:: Input rows ::

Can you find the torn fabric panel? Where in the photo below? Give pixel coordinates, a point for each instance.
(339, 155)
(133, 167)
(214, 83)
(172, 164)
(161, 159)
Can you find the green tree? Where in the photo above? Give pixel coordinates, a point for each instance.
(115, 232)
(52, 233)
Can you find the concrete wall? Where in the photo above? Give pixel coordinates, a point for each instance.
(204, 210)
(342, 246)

:::
:: Input rows ::

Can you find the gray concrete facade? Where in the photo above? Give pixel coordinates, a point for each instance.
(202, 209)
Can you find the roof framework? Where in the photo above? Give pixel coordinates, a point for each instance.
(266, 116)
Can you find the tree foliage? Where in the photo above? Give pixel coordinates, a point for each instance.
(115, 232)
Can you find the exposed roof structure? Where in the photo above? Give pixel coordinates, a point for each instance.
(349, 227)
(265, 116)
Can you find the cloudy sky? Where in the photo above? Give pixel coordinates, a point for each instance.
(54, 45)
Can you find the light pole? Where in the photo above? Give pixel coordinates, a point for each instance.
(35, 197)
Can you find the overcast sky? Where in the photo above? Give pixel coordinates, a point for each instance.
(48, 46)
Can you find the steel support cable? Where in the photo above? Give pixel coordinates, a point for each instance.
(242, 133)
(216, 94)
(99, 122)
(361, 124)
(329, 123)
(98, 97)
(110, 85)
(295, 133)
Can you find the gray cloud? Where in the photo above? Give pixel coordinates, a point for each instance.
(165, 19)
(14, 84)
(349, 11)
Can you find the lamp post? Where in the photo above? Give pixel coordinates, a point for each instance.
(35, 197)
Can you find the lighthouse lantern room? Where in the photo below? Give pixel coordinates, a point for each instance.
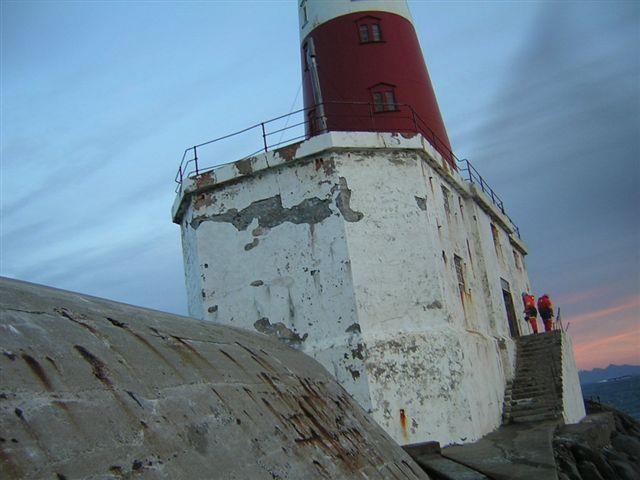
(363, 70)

:::
:: Input rows ::

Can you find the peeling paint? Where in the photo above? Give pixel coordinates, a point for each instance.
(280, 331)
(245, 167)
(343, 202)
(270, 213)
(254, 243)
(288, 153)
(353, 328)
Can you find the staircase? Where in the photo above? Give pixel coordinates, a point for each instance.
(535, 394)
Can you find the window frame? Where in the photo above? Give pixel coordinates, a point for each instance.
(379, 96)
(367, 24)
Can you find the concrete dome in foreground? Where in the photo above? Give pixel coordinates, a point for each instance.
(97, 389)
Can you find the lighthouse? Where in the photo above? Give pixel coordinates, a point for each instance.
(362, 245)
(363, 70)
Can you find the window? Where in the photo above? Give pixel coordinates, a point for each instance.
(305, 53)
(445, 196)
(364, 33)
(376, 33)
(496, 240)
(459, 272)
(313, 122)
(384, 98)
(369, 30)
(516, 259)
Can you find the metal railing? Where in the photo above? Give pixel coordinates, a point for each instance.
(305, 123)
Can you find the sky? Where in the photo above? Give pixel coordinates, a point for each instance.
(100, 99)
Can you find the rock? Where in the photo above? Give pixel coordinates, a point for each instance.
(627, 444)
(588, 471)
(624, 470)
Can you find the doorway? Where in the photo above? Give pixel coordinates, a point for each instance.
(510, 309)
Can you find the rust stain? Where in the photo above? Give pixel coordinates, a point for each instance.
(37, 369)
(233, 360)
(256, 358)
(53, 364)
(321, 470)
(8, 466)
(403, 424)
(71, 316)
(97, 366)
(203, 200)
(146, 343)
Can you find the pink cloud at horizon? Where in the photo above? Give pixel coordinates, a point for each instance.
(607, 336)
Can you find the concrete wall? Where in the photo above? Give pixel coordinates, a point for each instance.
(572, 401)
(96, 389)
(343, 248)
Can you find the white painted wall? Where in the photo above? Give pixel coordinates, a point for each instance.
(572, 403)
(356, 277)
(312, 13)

:::

Locate each row above that contains the word "window", and copy every such row in full.

Can you find the window frame? Where in the photo above? Give pixel coordinates, a point for each instance.
Can you find the window? Where in the photo above? Give pixel coordinates, a point for each instance.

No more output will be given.